### The tasks:
[a] Transcribe everything in the article on California's smartphone kill switch from "The bill means" down to "of smartphone robbery.".
[b] Write the next part of the article on California's smartphone kill switch bill, picking up after its final sentence.

### Passage to read:
Stolen phones in California are set to become useless after senators in the state voted overwhelmingly in favour of a measure that would make the likes of Apple and Samsung include a compulsory kill switch inside phones.

Related: Minnesota makes kill switch mandatory for all smartphones

The measure passed by a vote of 27-8 and it has been sent to Governor Jerry Brown for his signature thus meaning that smartphone manufacturers are very likely to have to include the feature.

“Our goal is to swiftly take the wind out of the sails of thieves who have made the theft of smartphones one of the most prevalent street crimes,” Senator Mark Leno, a San Francisco Democrat who wrote the bill, said in a statement, according to Bloomberg.

Smartphone theft in California is among one of the highest levels in the US with more than 65 per cent of all robberies in San Francisco involving a mobile device and the number rising to 75 per cent in Oakland, according to Leno.

The bill means that all smartphones have a prompt when being initially setup that requests that owners allow the technology as default as in the long run it will help to avoid the pitfalls of smartphone robbery.

### Dataset excerpt:
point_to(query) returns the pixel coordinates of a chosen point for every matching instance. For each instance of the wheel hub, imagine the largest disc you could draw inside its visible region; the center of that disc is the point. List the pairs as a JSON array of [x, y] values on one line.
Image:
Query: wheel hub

### Per-task outputs:
[a]
The bill means that all smartphones have a prompt when being initially setup that requests that owners allow the technology as default as in the long run it will help to avoid the pitfalls of smartphone robbery.

[b]
Minnesota became the first US state to introduce a kill switch back in May with Illinois likely to follow the two states as the next in line and Minnesota has already made it clear any phone made after 1 July 2015 will contain the technology.

The savings made by the implementation of the kill switch could be passed on to consumers in the way of money not spent on replacement phones or forking out for premium insurance.

Related: Could smartphone kill switches save consumers billions?

Research from Dr. William Duckworth at Creighton University predicts that it could save phone owners $2.6 billion [£1.55 billion] a year and if this is the case it won’t be long until the technology is demanded on this side of the pond.